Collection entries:
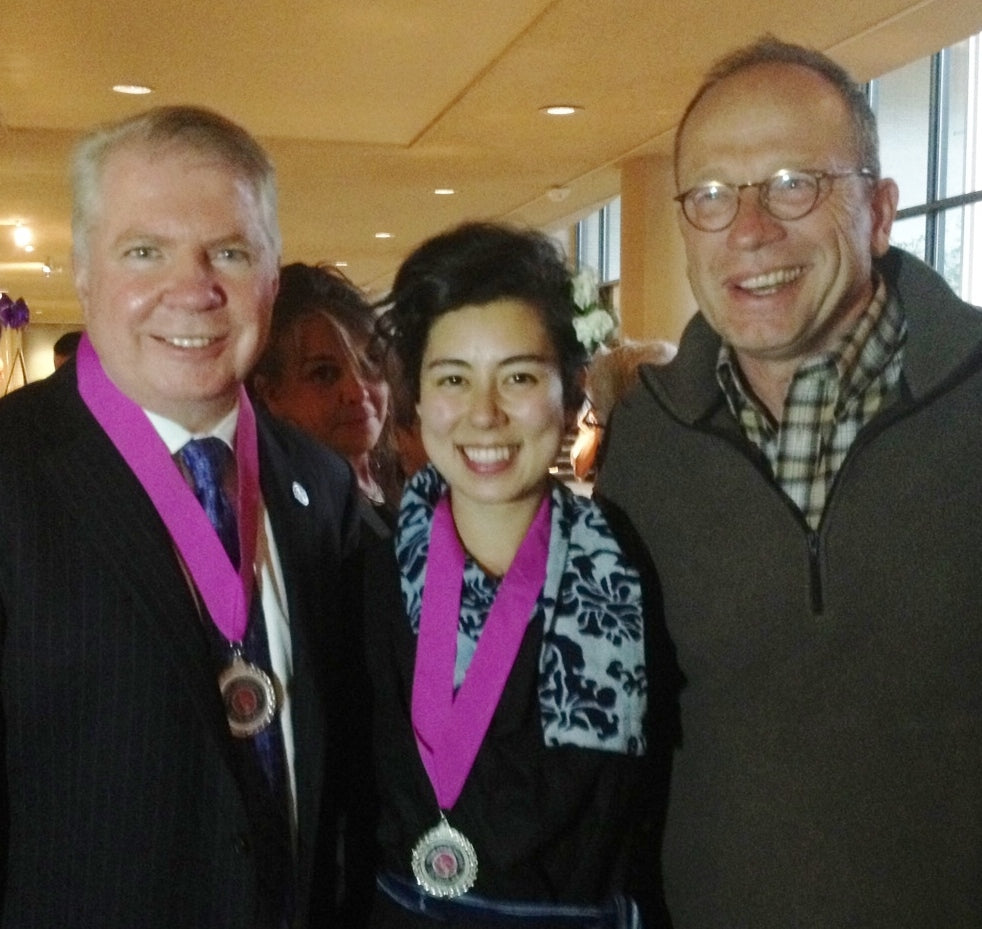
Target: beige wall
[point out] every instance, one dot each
(655, 299)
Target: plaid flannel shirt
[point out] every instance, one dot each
(831, 397)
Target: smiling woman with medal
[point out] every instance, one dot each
(522, 690)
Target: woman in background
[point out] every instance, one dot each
(522, 689)
(318, 372)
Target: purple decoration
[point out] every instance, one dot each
(14, 314)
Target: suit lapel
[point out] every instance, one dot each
(292, 516)
(131, 546)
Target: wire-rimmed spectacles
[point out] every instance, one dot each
(786, 195)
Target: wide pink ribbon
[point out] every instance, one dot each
(225, 591)
(450, 727)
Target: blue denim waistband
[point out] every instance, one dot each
(618, 912)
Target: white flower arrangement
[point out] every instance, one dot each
(594, 323)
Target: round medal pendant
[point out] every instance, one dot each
(444, 862)
(249, 697)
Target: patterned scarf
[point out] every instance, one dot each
(592, 680)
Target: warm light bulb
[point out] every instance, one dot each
(562, 109)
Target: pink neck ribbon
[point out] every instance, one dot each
(450, 727)
(225, 591)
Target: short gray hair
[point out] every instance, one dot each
(196, 129)
(770, 50)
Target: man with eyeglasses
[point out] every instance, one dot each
(805, 477)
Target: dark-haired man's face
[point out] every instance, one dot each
(781, 291)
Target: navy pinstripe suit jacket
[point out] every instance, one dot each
(122, 804)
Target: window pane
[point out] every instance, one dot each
(612, 266)
(588, 243)
(961, 151)
(902, 106)
(910, 235)
(961, 232)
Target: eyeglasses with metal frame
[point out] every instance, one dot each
(785, 195)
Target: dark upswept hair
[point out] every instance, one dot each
(194, 128)
(768, 49)
(473, 264)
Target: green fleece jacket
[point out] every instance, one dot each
(830, 767)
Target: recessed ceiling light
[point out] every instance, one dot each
(133, 89)
(561, 109)
(22, 236)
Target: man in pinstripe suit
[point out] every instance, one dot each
(127, 799)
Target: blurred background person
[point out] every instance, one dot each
(318, 372)
(65, 347)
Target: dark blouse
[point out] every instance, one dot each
(549, 824)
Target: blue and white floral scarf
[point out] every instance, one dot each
(592, 681)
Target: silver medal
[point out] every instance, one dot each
(444, 862)
(249, 697)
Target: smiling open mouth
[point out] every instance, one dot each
(772, 281)
(483, 454)
(189, 341)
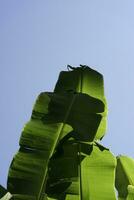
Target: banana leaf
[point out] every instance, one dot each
(88, 81)
(78, 115)
(81, 171)
(4, 194)
(53, 117)
(124, 181)
(130, 195)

Directions: Take the lines from the first line of the entries through the line with "Target: purple decoration", inclusive, and give them again exactly, minus any pictures.

Solution:
Target: beige wall
[point out] every instance, one dot each
(655, 299)
Target: plaid flannel shirt
[point out] every instance, one dot each
(831, 397)
Target: smiling woman with medal
[point out] every instance, one dot each
(522, 690)
Target: woman in background
[point out] every instance, one dot each
(522, 689)
(318, 372)
Target: purple decoration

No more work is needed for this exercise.